QUOTED PASSAGE:

************

There was no mechanism in South African competition law or international law that forced a firm to outsource its activities, Stephan Malherbe, expert economic witness for South African Breweries (SAB), said in its case before the Competition Tribunal on Monday (12 August).
Outsourcing is not legislated says SAB

Malherbe conceded that although firms were free to expand organically, they cannot remove existing competition in the market with impunity. Where the Competition Act was used to effect changes in what a firm could or could not do, the rule of reason approach should be used, with the burden of proof on the complainant.

The Competition Commission is asking the tribunal for an order to force SAB to remove the exclusivity section of its contracts with its appointed distributors and to extend discounts offered to its distributors to a wider class of sellers.

Malherbe testified before the tribunal that there was no evidence that the removal of exclusive territories would generally reduce costs, lower prices or increase service levels. He argued that the removal of the territories might weaken managerial control and decrease operational efficiency.

A decision by a firm to partially outsource a function was also not a ground for forcing it to outsource completely, or more extensively, Malherbe stated in a presentation.

Market allocation

The commission, in its investigation, has found evidence of market allocation and price-fixing in the agreements SAB concluded with its appointed distributors. They are given exclusive territories, with certain discounts and service fees, in exchange for meeting universal service standards and investing in the necessary infrastructure.

According to the Competition Act, an agreement between parties in a vertical relationship (such as SAB and its distributors) is prohibited if it leads to a major lessening or prevention of competition. The parties must show that the agreement leads to efficiency or other pro-competitive gains that outweigh the anti-competitive effects of the deal.

The commission's investigation followed a complaint in 2004 by the Big Daddy's Group, a wholesaler in the Eastern Cape, that it was not given the same bulk discounts as those offered to SAB's own distributors, thus impeding its expansion in the liquor distribution market.

The commission has argued that it would be beneficial for the distribution market if more competition was allowed between the SAB-appointed distributors and independent ones, although this would not necessarily lead to lower prices.

Malherbe said exclusive territories were an integral part of SAB's management system.

Without them, two considerable benefits for customers in outlying areas - a price cap and universal service - would be lost. Appointed distributors did not have pricing freedom, making them wholly different from wholesalers and resellers.

"The ADs (appointed distributors) are an integral, if small, part of the SAB system. Using ADs as a vice to prise open the far larger SAB depot system to market, instead of self-provision, seems inappropriate," Malherbe said.

************

Dataset entries:

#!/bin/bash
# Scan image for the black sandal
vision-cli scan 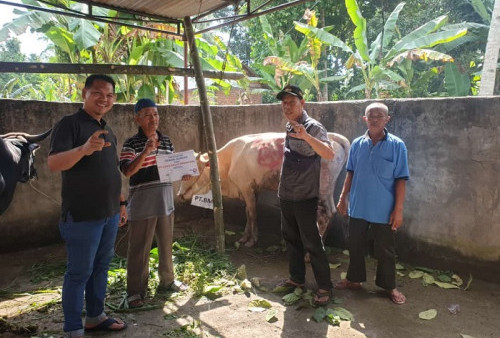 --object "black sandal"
[314,290,332,306]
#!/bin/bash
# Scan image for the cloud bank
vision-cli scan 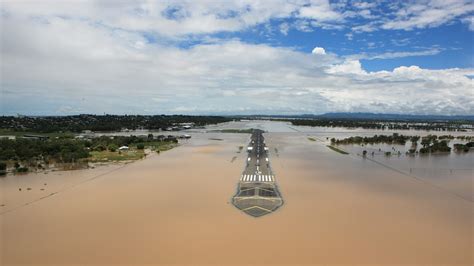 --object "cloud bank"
[0,1,474,115]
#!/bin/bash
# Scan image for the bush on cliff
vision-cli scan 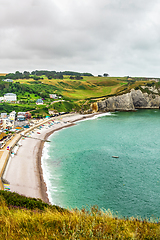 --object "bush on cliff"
[0,191,160,240]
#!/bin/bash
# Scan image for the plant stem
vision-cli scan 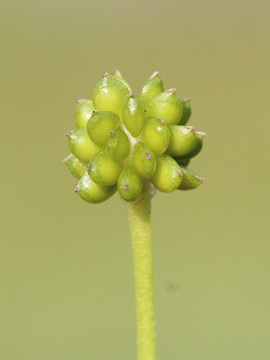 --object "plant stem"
[127,186,156,360]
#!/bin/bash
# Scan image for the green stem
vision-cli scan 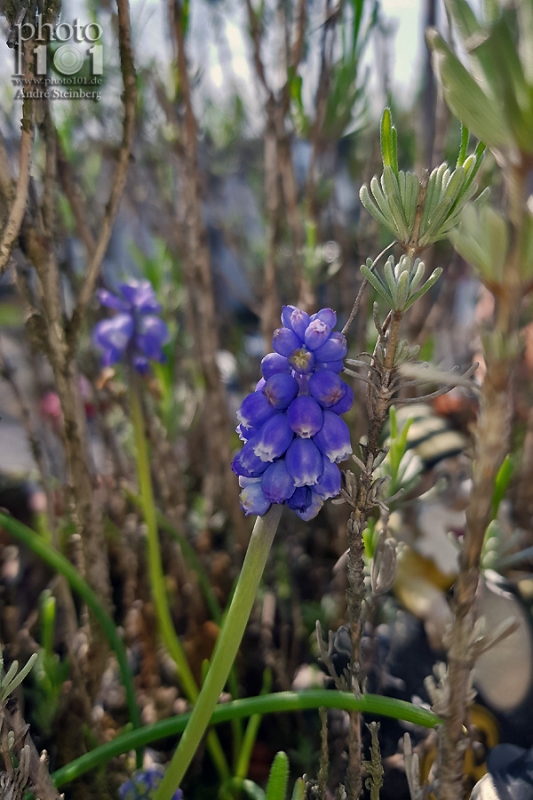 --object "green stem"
[130,382,229,780]
[154,505,282,800]
[0,512,141,728]
[52,689,442,787]
[126,491,242,761]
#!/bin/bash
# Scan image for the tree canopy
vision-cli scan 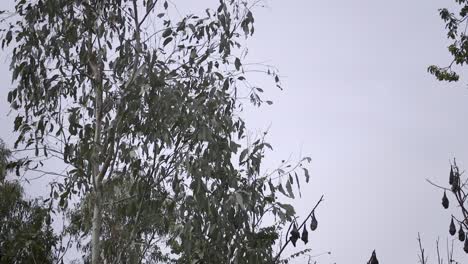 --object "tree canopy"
[2,0,310,264]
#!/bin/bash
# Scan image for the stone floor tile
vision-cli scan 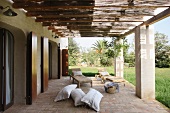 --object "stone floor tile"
[0,77,170,113]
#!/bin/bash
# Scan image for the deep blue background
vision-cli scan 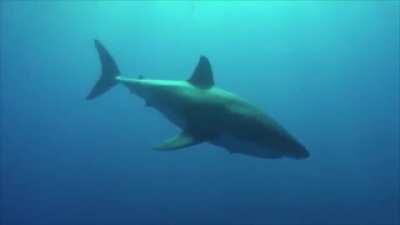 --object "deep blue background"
[0,1,400,225]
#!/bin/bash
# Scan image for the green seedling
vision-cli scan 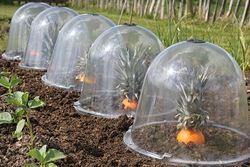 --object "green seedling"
[4,91,45,146]
[0,72,21,94]
[23,145,66,167]
[0,112,13,125]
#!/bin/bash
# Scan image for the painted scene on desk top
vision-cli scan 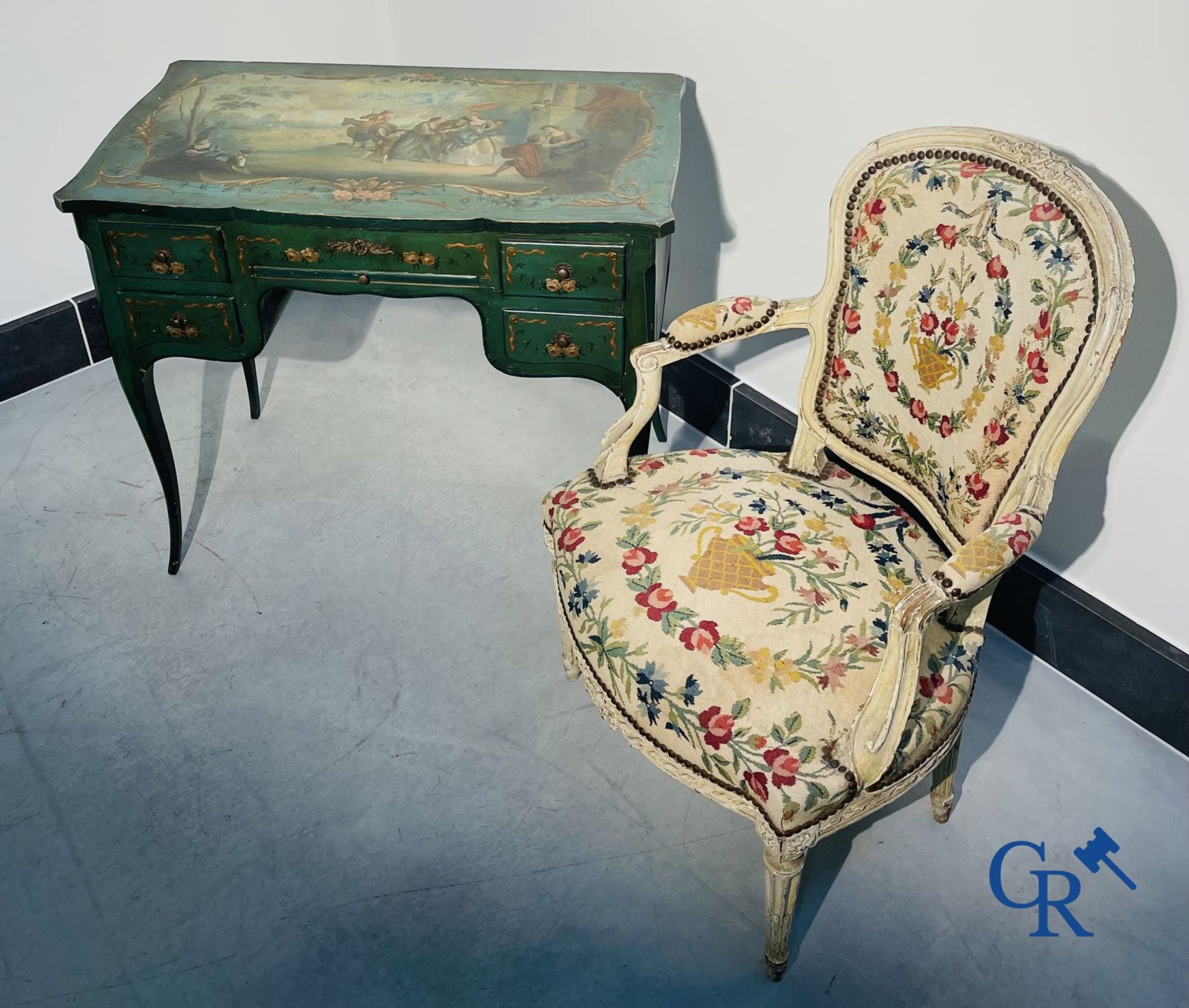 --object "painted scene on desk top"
[58,63,681,222]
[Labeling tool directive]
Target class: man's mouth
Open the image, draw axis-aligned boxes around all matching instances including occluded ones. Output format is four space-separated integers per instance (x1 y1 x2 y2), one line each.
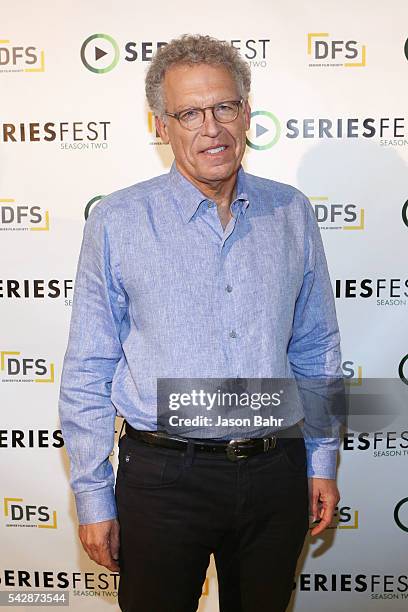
201 145 227 155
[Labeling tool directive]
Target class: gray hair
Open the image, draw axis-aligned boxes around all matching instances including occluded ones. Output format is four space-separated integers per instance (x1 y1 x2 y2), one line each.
145 34 251 117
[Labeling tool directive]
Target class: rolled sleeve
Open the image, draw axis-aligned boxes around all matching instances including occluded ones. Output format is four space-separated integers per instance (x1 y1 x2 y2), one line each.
288 197 343 479
58 205 126 524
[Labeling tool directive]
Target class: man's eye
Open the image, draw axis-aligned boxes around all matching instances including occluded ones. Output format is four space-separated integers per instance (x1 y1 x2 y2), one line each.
180 108 199 121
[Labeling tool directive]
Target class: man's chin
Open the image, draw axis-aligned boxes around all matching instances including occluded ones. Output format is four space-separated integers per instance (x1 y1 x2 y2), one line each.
200 164 234 181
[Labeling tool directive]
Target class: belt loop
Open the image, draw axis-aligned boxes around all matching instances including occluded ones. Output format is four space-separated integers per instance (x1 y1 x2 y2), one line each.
118 419 126 446
184 440 194 467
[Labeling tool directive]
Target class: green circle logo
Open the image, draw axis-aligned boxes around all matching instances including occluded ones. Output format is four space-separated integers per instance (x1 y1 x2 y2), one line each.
398 355 408 385
246 111 281 151
84 196 104 221
81 34 119 74
394 497 408 533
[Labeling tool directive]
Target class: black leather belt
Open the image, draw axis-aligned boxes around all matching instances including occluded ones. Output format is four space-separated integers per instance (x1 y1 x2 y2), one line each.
125 421 303 461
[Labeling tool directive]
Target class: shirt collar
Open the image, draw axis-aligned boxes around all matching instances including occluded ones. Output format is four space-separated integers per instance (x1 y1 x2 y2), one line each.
169 160 249 223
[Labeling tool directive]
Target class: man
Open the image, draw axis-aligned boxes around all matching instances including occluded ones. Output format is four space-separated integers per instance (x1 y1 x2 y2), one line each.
59 36 341 612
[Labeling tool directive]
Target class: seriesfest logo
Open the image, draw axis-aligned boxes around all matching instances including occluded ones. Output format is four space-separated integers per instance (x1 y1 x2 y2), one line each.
246 110 408 151
80 34 271 74
307 32 367 68
0 351 55 383
335 277 408 306
294 573 408 600
0 121 111 151
3 497 57 529
0 278 74 306
0 39 45 73
0 198 50 232
0 429 64 449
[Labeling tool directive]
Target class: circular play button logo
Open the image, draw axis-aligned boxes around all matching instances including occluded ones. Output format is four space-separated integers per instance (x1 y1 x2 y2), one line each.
81 34 119 74
247 111 281 151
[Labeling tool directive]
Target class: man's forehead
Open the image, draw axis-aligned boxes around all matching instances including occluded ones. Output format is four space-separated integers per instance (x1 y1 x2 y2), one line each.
163 64 239 108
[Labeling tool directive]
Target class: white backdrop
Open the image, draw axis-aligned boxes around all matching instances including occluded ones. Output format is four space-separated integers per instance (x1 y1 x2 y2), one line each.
0 0 408 612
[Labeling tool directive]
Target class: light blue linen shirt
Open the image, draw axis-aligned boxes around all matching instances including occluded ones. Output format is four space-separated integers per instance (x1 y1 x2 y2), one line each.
59 162 341 524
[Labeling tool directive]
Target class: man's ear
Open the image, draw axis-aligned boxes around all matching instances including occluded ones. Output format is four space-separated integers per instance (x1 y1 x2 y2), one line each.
154 115 170 144
244 101 251 130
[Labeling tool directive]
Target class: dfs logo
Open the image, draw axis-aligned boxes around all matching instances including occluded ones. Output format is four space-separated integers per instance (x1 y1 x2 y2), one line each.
0 198 50 232
0 39 45 72
3 497 57 529
307 32 366 68
0 351 55 383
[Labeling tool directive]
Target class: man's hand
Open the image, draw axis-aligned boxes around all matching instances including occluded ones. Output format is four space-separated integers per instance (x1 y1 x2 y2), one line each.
78 519 119 572
308 478 340 535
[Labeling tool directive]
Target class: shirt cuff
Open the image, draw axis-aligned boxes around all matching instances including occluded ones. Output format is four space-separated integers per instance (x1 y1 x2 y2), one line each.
305 441 338 480
75 487 118 525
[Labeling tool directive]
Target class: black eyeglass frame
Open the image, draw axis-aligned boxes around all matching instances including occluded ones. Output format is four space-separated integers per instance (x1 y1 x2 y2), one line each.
164 98 244 130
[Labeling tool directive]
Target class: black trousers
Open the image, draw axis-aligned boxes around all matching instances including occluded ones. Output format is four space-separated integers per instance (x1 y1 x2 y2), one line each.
115 435 309 612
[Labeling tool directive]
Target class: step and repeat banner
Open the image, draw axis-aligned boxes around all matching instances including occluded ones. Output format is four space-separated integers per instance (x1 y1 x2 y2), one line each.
0 0 408 612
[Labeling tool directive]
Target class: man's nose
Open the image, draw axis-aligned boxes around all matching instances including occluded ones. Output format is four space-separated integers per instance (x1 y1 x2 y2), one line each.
201 108 221 137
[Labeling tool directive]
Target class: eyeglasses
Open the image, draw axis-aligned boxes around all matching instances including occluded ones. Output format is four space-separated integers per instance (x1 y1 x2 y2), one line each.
164 99 244 130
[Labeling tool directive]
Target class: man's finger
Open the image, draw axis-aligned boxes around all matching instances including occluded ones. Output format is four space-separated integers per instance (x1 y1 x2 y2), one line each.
310 500 336 536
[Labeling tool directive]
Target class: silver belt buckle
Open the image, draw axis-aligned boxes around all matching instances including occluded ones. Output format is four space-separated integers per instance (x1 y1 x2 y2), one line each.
226 438 247 461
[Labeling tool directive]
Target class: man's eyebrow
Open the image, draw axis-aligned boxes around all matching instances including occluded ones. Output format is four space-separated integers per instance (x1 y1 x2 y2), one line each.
175 98 233 113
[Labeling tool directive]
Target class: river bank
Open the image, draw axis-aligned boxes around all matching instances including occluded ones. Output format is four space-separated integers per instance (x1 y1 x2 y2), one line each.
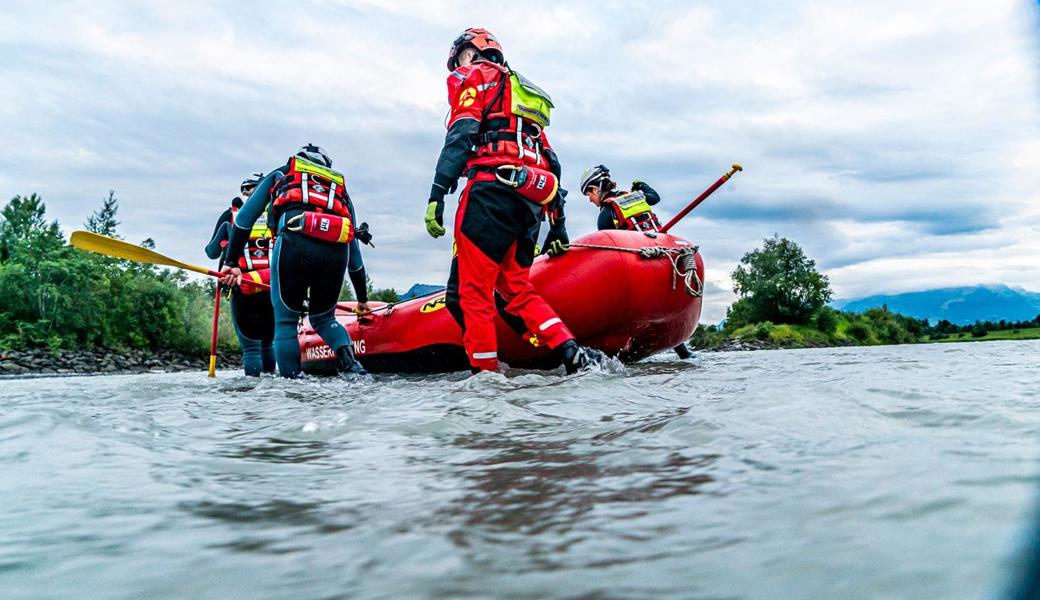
0 348 241 375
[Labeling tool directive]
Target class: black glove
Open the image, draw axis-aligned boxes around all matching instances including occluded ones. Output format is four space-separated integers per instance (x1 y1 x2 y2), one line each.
539 218 571 256
354 223 375 247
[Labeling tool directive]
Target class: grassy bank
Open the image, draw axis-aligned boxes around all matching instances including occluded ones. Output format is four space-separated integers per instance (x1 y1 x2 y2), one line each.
925 328 1040 343
691 308 1040 349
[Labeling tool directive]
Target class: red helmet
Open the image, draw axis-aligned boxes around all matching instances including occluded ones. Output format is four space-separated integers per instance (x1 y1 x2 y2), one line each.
448 27 505 71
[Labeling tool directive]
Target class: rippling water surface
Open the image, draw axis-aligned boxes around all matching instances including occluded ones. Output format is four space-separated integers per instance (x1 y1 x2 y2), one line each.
0 342 1040 598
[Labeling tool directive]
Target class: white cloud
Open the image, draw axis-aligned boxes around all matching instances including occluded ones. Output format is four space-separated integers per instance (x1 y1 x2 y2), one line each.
0 0 1040 320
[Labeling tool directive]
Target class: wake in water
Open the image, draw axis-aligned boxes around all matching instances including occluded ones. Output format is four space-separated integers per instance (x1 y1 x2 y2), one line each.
0 342 1040 598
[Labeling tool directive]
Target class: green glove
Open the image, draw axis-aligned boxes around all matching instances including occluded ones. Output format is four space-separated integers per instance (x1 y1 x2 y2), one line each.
541 217 571 256
426 200 444 239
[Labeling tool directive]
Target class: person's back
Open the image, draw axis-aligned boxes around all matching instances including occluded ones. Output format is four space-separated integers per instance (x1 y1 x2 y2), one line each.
579 164 692 359
425 28 595 372
580 164 660 231
223 145 368 377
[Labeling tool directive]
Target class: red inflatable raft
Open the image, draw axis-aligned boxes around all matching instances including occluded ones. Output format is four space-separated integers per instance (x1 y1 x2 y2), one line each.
300 231 704 372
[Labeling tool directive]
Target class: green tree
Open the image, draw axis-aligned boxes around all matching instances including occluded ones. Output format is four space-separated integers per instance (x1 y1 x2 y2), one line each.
728 235 831 327
0 193 64 263
83 189 120 238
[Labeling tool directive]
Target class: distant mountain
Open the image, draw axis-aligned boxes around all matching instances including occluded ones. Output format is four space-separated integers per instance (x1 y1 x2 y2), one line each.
831 285 1040 324
398 283 444 301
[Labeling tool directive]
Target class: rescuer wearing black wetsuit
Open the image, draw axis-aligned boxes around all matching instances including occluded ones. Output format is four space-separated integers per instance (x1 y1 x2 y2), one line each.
206 174 275 376
222 145 368 377
579 164 692 359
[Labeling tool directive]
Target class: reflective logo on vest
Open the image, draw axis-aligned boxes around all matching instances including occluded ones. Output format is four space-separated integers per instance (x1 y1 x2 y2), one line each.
419 296 448 313
459 87 476 108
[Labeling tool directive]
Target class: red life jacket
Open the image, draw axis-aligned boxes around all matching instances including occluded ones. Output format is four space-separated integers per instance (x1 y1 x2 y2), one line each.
460 61 552 168
603 191 660 231
231 208 275 271
271 156 350 224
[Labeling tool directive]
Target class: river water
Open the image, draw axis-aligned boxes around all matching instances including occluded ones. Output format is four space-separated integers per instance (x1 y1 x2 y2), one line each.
0 342 1040 599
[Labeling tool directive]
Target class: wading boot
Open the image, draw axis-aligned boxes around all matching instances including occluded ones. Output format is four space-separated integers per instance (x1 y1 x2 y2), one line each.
560 340 606 375
336 344 368 376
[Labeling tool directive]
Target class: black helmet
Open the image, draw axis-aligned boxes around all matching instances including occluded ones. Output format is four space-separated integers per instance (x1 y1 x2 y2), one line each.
296 144 332 167
238 173 263 195
578 164 610 193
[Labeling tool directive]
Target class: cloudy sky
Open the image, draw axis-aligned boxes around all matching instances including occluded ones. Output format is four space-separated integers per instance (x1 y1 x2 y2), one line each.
0 0 1040 321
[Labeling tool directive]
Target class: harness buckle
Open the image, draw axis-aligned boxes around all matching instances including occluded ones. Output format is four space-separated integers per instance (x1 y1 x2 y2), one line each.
285 212 304 232
495 164 523 188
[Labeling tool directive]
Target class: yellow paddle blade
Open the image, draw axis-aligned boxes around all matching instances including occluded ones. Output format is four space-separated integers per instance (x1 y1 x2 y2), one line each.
69 231 213 275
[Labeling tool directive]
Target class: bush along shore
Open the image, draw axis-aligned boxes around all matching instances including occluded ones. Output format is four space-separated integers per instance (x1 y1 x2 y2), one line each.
0 348 241 376
691 236 1040 350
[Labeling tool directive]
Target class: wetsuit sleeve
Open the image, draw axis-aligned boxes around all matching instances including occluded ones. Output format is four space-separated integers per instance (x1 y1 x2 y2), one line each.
206 208 231 260
430 67 486 201
346 199 365 272
430 119 480 200
206 223 231 260
632 181 660 206
541 131 564 179
346 199 368 303
225 166 285 264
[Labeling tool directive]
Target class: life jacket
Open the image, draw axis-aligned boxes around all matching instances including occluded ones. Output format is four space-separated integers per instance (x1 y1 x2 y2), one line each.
603 191 660 231
467 61 553 168
231 208 275 271
270 156 350 227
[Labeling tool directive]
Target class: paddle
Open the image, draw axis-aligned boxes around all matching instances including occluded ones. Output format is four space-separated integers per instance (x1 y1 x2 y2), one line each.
69 230 229 278
660 163 744 233
69 230 357 314
209 282 220 377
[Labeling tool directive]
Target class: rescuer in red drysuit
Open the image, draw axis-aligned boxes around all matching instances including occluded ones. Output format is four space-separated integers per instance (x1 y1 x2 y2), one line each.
425 28 602 373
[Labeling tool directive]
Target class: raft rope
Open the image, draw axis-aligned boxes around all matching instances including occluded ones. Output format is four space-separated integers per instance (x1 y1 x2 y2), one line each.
568 243 704 297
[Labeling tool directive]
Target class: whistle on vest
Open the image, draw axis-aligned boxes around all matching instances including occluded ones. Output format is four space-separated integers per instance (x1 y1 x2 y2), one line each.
238 268 270 295
495 164 560 206
285 211 354 243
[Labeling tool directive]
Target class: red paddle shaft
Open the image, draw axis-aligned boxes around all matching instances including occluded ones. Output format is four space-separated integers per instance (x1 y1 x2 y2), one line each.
660 164 744 233
209 282 220 377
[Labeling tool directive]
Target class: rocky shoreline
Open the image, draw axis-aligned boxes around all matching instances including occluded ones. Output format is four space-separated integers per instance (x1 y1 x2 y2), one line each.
0 348 241 376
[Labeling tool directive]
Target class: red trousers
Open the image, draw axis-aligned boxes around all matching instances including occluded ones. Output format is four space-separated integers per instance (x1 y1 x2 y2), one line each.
446 180 574 370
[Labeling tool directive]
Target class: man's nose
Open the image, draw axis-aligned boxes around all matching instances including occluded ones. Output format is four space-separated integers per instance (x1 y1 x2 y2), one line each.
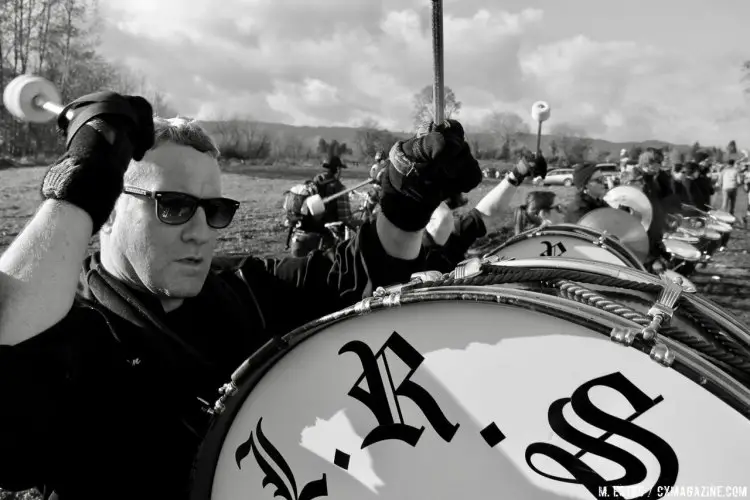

************

OBJECTIVES:
1) Can you echo the SAB article word for word, starting at "There was no mechanism" and ending at "Monday (12 August)."?
2) Which lines in the records contain the string "belt"? List each of them in full.
The SAB article and the records were taken from separate sources.

SOLUTIONS TO THE PROBLEMS:
1)
There was no mechanism in South African competition law or international law that forced a firm to outsource its activities, Stephan Malherbe, expert economic witness for South African Breweries (SAB), said in its case before the Competition Tribunal on Monday (12 August).

2)
Target class: belt loop
Target class: black leather belt
Target class: silver belt buckle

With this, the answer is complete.